* BEGIN Excerpted text *
Skip to main content

Titanic Survival Model

A classification example with sklearn.RandomForestClassifier for predicting the survivals of the Titanic passengers. We will be using the famous Kaggle Titanic dataset.

What we are going to learn?#

  • Feature Store: We are going to use SQL queries to build the passenger features.
  • Load passenger features and use it to train our survival model
  • Experimentation tracking with
    • logging accuracy metric
    • logging n_estimators parameter

Installation & Running#

To check out the Layer Titanic Survival example, run:

layer clone https://github.com/layerml/examples
cd examples/titanic

To build the project:

layer start

File Structure#

.
* END Excerpted text *
-- To do --
A. For each statement below, say whether it agrees with the Titanic survival model page, and quote the words from the page that decide it.
(i) The passenger features are built with SQL queries.
(ii) The model uses sklearn.GradientBoostingClassifier.
(iii) The project is built with the command "layer start".
B. Please reproduce word for word the stretch of the Titanic survival model page from "A classification example" through "Kaggle Titanic dataset.".
Answer from the Titanic survival model page alone, with no outside knowledge.
* BEGIN Dataset records *
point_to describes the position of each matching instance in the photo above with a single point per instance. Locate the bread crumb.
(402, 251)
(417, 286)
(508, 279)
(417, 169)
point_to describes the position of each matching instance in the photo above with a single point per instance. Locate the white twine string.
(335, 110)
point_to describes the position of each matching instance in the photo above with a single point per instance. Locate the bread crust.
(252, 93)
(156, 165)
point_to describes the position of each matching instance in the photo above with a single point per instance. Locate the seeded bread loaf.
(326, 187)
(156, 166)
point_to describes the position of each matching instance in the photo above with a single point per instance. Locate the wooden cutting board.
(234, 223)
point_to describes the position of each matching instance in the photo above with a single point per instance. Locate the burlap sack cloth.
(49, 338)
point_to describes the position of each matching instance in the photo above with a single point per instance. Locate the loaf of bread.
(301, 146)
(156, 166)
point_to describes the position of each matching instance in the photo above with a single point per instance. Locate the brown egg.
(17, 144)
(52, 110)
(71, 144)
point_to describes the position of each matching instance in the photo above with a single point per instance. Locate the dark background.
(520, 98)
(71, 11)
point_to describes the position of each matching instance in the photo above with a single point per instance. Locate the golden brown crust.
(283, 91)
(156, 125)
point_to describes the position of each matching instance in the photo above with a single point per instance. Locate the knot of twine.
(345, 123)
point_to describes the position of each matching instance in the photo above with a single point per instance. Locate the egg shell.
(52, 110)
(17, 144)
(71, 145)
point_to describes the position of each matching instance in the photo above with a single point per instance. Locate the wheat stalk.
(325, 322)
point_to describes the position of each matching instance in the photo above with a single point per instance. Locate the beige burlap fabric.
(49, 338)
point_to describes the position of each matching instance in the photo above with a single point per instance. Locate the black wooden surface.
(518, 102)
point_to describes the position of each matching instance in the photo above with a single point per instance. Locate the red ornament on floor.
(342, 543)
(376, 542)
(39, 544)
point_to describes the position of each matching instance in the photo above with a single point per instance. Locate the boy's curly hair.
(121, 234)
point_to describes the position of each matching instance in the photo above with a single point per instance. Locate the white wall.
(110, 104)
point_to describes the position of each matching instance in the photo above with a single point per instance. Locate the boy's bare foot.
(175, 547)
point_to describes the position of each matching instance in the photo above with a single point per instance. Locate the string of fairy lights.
* END Dataset records *
-- Solutions by task --
A.
(i) Yes: "We are going to use SQL queries to build the passenger features."
(ii) No: "A classification example with sklearn.RandomForestClassifier for predicting the survivals of the Titanic passengers."
(iii) Yes: "To build the project:" followed by "layer start".

B.
A classification example with sklearn.RandomForestClassifier for predicting the survivals of the Titanic passengers. We will be using the famous Kaggle Titanic dataset.